═════ Extracted entries
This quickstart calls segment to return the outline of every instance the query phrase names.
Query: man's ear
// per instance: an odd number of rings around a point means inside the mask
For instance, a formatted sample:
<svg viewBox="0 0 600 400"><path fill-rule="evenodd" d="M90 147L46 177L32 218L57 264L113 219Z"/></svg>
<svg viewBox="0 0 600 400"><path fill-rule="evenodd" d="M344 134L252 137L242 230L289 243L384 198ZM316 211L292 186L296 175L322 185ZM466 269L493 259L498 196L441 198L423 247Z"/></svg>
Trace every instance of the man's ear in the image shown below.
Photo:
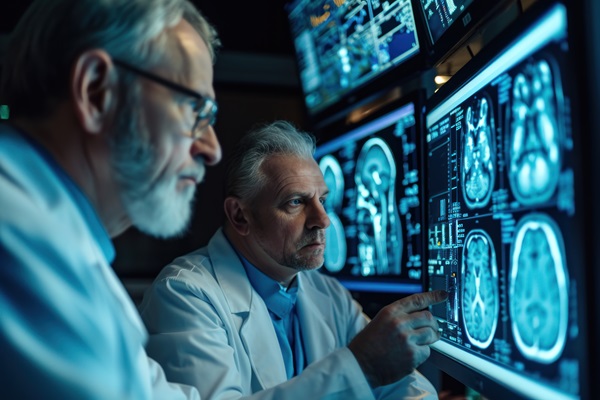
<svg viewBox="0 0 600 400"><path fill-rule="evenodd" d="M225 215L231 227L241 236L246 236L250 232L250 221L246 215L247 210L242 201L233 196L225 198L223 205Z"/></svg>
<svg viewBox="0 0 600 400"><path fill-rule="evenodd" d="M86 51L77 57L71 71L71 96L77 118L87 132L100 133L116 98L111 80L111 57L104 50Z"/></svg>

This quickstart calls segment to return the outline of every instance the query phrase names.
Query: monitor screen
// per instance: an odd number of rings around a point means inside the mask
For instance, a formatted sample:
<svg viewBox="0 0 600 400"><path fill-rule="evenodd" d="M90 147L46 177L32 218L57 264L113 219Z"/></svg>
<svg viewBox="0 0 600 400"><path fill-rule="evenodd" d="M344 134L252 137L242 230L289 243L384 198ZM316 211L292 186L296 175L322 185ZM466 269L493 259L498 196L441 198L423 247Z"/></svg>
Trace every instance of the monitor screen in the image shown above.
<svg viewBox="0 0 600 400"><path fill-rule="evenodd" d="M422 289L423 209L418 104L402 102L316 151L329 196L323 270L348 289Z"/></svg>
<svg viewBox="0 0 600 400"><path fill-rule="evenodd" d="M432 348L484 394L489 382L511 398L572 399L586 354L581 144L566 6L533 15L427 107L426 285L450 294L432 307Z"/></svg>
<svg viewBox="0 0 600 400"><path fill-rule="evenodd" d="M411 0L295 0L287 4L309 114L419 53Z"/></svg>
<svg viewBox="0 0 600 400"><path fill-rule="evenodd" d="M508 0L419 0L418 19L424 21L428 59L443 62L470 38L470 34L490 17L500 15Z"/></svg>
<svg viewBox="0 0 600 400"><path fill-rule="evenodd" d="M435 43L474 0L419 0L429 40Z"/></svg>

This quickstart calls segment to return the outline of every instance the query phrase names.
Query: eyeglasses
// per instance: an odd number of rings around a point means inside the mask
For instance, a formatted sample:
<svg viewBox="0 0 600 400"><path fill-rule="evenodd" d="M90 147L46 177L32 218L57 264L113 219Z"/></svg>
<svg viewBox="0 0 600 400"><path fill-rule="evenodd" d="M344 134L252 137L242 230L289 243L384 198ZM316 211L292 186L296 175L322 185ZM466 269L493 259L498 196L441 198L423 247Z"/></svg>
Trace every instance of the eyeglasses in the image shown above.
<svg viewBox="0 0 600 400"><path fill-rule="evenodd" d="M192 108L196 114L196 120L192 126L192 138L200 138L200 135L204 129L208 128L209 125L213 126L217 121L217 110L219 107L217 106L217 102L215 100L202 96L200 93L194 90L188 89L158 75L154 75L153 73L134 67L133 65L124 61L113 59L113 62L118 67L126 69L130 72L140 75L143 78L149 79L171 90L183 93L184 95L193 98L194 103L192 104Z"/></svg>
══════════
═════ Extracted entries
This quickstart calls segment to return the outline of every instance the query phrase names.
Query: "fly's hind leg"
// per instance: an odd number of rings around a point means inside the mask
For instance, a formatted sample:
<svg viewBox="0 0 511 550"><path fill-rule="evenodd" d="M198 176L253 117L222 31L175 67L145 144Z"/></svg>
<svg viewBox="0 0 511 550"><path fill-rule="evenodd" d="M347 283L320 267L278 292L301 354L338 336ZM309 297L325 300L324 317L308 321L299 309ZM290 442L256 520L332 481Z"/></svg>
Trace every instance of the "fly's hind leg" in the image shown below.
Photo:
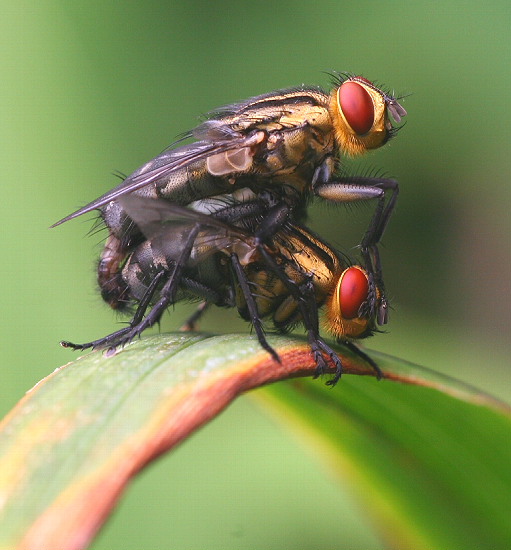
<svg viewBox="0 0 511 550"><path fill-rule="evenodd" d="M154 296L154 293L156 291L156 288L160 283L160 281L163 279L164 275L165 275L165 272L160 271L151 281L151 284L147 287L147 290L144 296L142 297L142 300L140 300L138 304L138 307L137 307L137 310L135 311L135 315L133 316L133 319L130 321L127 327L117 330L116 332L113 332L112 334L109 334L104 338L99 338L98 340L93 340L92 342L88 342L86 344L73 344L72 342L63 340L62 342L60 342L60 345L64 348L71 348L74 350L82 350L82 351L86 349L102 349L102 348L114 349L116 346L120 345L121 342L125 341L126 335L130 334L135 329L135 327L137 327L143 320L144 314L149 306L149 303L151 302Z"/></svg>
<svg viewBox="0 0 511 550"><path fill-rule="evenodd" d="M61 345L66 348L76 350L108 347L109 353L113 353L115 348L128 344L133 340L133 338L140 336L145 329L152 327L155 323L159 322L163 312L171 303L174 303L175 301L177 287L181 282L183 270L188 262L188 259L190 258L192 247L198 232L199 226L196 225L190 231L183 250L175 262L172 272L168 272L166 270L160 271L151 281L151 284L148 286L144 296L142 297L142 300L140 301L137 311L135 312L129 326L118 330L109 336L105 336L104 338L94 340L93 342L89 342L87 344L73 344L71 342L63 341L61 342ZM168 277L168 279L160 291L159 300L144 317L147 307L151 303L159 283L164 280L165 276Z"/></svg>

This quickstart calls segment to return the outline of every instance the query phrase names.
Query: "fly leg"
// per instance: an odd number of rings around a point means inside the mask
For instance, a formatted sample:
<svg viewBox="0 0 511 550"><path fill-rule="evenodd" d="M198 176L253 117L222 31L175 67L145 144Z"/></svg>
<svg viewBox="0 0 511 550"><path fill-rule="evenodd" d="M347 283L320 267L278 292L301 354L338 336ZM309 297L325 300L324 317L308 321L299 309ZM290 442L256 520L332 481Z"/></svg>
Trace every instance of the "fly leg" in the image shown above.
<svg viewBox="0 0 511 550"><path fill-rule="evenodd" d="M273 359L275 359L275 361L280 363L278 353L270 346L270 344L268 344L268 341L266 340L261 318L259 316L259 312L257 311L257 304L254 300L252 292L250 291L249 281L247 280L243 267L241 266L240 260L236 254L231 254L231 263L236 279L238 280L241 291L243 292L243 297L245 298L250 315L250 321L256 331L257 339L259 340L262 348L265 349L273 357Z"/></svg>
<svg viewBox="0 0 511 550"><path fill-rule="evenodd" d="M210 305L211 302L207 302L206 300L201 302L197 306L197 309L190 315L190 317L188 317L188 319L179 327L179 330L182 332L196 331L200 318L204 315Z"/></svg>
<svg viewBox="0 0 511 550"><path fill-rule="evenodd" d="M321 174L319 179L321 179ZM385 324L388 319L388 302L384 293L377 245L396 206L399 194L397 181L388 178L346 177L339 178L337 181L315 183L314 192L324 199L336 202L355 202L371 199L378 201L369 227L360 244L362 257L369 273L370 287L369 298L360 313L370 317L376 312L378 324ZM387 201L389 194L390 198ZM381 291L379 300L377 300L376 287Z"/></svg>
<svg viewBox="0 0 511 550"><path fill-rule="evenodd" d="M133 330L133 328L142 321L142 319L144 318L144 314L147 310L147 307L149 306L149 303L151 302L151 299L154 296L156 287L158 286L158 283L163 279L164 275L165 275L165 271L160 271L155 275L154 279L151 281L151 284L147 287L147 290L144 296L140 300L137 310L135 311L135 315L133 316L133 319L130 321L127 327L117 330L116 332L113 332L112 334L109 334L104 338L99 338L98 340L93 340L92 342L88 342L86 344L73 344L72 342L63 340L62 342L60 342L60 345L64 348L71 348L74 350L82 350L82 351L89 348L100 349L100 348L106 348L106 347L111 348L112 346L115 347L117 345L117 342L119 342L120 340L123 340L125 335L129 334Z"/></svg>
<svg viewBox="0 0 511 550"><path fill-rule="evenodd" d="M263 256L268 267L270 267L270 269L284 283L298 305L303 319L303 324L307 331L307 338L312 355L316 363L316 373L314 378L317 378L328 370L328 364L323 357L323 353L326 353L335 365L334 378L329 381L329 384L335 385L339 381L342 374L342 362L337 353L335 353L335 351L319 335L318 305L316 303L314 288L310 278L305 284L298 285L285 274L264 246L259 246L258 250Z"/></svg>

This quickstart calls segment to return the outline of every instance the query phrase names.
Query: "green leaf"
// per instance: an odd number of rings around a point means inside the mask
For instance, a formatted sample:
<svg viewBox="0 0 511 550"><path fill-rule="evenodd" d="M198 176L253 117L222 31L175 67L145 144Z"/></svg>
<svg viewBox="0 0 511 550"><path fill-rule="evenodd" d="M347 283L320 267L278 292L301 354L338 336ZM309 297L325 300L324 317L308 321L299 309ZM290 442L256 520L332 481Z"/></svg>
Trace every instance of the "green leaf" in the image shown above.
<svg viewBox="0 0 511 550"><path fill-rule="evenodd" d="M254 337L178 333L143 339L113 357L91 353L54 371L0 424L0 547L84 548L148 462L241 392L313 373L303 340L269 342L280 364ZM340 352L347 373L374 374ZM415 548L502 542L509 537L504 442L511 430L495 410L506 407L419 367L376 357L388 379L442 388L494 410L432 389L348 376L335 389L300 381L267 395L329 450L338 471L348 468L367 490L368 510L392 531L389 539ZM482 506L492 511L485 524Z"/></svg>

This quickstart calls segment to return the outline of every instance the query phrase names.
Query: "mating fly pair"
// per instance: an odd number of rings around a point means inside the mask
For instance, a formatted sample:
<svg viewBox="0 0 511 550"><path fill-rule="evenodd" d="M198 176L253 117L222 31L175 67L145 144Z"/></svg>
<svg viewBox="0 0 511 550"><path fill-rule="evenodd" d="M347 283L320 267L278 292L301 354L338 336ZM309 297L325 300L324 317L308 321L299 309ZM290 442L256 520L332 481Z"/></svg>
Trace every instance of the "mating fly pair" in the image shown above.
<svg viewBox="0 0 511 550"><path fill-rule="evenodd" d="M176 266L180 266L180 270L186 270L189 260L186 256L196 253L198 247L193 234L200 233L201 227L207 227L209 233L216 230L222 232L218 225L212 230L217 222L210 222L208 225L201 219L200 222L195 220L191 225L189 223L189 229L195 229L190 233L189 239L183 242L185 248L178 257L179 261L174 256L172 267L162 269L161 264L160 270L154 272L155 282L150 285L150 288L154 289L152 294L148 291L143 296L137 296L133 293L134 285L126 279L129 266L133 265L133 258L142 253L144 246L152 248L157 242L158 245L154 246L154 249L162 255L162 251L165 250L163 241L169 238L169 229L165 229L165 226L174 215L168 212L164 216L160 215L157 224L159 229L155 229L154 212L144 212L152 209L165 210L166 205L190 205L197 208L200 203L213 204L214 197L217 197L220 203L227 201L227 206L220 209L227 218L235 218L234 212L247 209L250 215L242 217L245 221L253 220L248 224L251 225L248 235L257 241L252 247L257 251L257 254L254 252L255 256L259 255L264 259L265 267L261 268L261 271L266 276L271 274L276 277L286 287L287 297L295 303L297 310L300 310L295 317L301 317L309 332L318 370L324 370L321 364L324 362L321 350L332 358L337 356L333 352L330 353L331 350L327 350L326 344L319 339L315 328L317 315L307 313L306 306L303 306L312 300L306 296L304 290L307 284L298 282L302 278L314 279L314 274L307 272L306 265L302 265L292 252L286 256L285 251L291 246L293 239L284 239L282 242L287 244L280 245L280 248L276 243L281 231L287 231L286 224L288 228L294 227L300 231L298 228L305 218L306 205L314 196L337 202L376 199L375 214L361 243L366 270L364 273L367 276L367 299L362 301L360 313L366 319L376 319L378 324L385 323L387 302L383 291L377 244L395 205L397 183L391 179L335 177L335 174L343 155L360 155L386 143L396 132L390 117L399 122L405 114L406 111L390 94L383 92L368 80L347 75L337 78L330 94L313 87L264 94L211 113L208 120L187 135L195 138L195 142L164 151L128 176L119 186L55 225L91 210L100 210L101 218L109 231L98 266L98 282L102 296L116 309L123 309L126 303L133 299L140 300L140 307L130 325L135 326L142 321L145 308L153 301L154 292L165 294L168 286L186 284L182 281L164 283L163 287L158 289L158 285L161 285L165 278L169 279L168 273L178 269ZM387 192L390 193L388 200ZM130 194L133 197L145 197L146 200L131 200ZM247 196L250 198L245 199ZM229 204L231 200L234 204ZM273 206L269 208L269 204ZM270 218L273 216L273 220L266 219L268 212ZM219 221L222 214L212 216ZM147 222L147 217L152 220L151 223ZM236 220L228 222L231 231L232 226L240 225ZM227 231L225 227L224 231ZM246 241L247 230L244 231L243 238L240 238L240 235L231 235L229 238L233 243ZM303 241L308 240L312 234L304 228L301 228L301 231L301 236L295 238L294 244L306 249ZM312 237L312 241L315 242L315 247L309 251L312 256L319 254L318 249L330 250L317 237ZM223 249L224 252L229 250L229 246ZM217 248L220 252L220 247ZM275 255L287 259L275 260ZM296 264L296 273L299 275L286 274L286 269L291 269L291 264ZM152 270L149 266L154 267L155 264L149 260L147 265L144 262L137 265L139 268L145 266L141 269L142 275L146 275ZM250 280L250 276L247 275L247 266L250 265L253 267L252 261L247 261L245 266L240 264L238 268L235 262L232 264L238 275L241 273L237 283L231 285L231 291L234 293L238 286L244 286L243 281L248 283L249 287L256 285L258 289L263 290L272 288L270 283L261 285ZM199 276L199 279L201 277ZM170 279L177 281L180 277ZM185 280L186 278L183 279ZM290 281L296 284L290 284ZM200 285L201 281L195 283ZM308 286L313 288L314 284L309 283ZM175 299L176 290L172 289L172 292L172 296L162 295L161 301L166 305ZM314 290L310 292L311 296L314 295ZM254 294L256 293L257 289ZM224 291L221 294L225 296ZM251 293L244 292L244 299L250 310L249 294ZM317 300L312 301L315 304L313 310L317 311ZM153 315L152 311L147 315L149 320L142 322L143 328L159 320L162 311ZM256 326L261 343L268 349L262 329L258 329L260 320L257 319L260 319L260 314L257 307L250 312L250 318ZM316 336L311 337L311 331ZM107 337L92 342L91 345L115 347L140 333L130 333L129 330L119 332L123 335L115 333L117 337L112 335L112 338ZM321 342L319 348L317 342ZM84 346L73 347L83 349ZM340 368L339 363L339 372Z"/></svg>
══════════
Show each line from the rows above that contains the string "below", copying every matching line in full.

Trace every instance of the man's ear in the image shown below.
Trace every instance of the "fly's hind leg" in the image shown below.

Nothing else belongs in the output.